**** Records provided ****
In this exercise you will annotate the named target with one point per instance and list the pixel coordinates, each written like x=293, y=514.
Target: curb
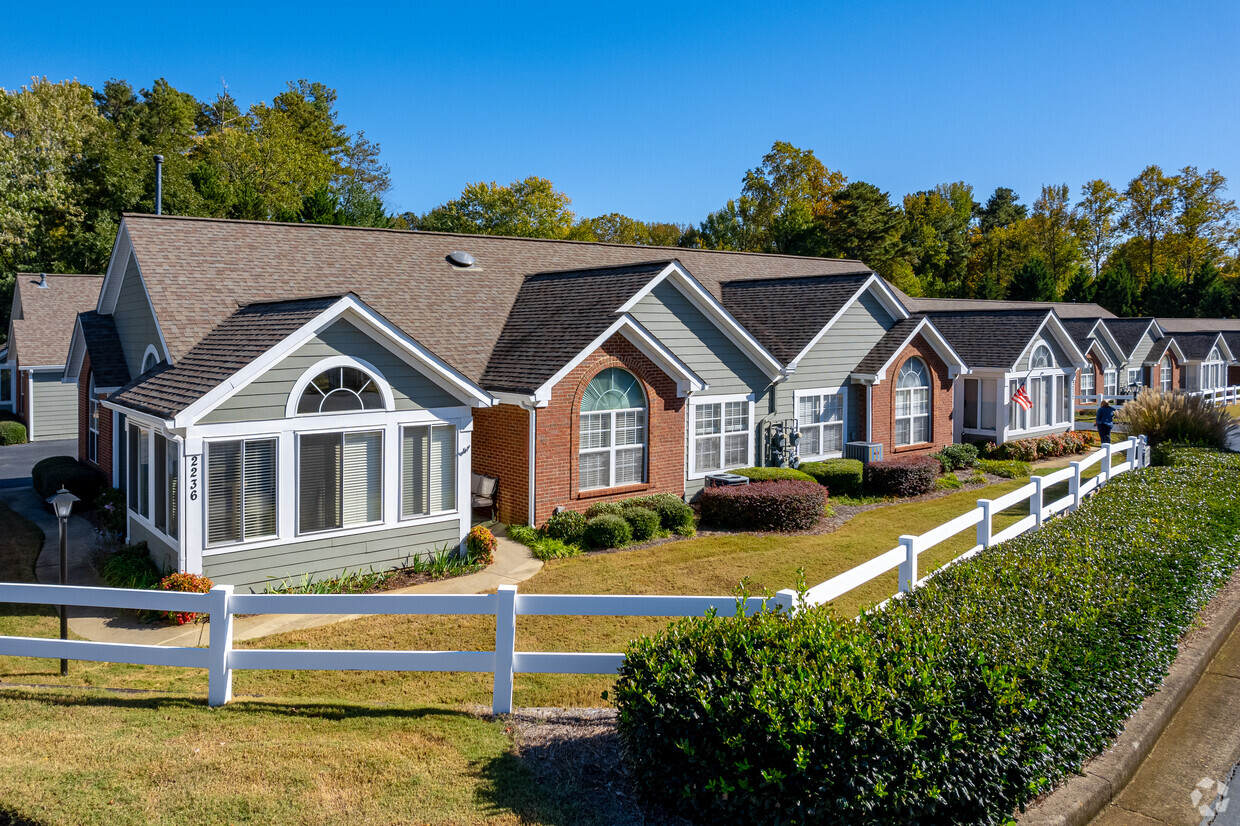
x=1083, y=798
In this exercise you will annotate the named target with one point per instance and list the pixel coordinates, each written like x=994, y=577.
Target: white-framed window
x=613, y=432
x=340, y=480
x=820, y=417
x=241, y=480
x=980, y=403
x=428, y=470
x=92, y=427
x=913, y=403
****
**** Records provided ****
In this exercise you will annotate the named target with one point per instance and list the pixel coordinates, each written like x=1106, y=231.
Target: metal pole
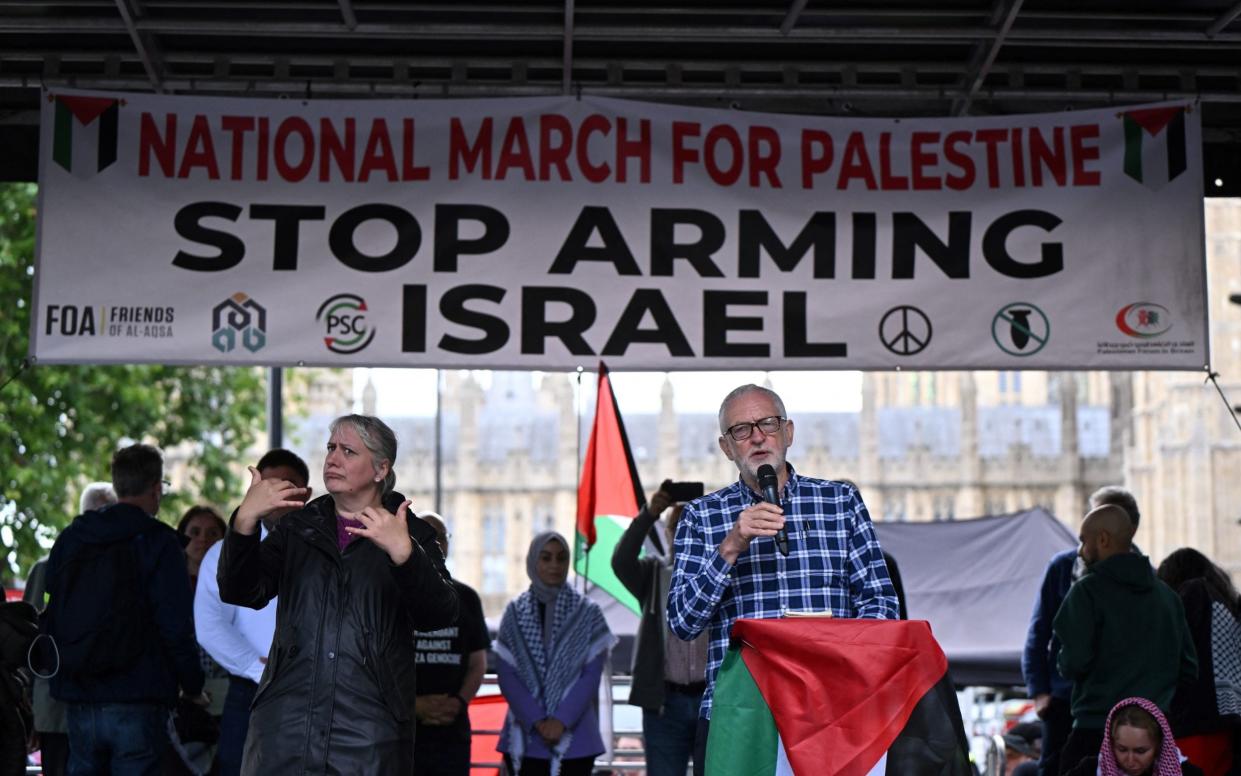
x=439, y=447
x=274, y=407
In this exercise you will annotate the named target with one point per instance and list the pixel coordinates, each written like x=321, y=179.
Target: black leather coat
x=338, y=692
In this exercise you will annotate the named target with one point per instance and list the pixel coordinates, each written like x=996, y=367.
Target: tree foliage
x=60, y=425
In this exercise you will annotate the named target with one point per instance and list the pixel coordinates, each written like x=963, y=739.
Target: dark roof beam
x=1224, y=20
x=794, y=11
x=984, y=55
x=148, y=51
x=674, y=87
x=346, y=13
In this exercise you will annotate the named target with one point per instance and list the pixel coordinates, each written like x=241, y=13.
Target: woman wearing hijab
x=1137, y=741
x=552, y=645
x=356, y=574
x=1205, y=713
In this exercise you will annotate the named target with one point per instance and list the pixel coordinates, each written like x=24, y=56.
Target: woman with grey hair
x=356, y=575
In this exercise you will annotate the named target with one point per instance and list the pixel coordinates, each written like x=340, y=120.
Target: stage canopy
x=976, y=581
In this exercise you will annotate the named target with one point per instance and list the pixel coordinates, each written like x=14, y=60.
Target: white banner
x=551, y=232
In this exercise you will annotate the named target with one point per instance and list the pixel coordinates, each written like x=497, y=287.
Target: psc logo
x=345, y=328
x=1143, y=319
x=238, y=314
****
**** Records provided ****
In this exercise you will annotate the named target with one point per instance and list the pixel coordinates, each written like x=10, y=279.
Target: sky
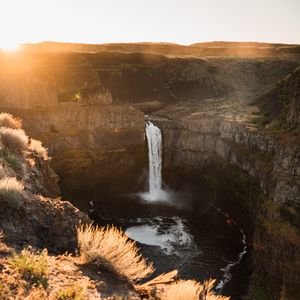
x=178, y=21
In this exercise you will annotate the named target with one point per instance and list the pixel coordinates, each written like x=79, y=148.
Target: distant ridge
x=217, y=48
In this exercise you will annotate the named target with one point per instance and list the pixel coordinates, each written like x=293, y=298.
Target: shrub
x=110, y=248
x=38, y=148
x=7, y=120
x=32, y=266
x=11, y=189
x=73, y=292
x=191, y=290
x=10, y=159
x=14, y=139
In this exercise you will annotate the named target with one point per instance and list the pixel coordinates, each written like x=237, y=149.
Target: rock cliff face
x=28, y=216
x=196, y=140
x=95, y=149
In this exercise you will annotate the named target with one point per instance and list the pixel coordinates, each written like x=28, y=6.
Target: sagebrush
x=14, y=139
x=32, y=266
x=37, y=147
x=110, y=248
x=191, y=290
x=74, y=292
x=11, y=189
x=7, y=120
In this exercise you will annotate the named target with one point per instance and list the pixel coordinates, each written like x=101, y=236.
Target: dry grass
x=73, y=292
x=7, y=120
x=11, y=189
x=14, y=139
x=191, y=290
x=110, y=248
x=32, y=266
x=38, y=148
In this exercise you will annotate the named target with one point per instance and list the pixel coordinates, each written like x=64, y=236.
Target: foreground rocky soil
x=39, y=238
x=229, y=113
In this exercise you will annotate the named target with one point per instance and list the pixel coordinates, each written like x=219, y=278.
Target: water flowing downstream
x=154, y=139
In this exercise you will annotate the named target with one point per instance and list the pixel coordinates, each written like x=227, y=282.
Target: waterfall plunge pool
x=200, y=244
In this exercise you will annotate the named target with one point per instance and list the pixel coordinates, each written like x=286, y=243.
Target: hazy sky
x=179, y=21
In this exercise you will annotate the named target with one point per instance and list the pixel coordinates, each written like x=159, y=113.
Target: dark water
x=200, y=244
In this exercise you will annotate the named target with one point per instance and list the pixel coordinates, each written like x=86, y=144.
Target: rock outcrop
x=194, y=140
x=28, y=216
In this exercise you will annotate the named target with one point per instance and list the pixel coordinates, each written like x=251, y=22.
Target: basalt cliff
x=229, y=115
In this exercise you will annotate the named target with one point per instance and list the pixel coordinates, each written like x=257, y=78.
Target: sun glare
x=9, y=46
****
Extract the material above from the line containing "like x=994, y=577." through the line containing "x=913, y=403", both included, reproducing each line word for word and nothing else.

In this exercise you will annotate the named target with one point per instance and list the pixel coordinates, each written like x=994, y=577.
Target: white-framed window
x=613, y=432
x=340, y=480
x=820, y=417
x=241, y=480
x=980, y=403
x=428, y=470
x=92, y=427
x=913, y=403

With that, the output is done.